(Page)

□ □ □ □

Robin Conte lives with her husband in an empty nest in Dunwoody. To contact her or to buy her new column collection, “The Best of the Nest,” see robinconte.com.

We packed up the car with a few boxes of food, a bottle of wine (there was more where we were going), computers and power cords, notebooks and books (I’m analog), a sixpack of toilet paper, and an ample supply of chocolate. I have been known to run out of toilet paper, but I have never run out of chocolate.

Anyhow, as I was unpacking my goods, I realized with mounting dismay that I could not find the charger to my Fitbit. This was a disappointment to me because I wear my Fitbit all the time, so much so that, to borrow a line from Henry Higgins, I’ve grown accustomed to its face.

I’ve grown used to the zips and zings it buzzes me with, reminding me to stand up from my laptop and do a few deep-knee bends. I’ve come to enjoy the fireworks it sets off whenever I reach 10,000 steps in a day and the celebratory bursts of color it causes to explode on my phone when I best myself for the week.

I don’t even mind when it springs to life when I roll over in bed and casts a piercing blue glow that wakes me momentarily.

It’s the pet I never had, the pet that is loyal and encouraging and always glad to see me, yet does not need to be fed or watered and is hypo-allergenic.

What, I wonder, will happen to that peppy wrist-bound pet once he runs out of charge and stops wagging his tail? What will happen to me? How will I know if my caloric output exceeds my input? What will motivate me to march while brushing my teeth at night, just so I can log those last 435 steps? How will I ever know how many miles I’ve traveled in a day by merely going back and forth to the laundry room?

□ □ □ □

(Material)
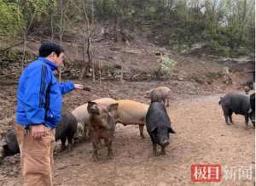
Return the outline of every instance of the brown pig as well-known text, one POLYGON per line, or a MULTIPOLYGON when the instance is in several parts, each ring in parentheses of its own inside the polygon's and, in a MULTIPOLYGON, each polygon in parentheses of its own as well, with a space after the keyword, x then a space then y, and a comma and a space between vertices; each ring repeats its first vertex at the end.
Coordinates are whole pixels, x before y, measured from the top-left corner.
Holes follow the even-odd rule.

□ □ □ □

(Short problem)
Translate this sentence from the column about the Fitbit into Spanish: "I have been known to run out of toilet paper, but I have never run out of chocolate." None of the lines are needed here.

(Written response)
Se me ha llegado a acabar el papel higiénico, pero nunca se me ha acabado el chocolate.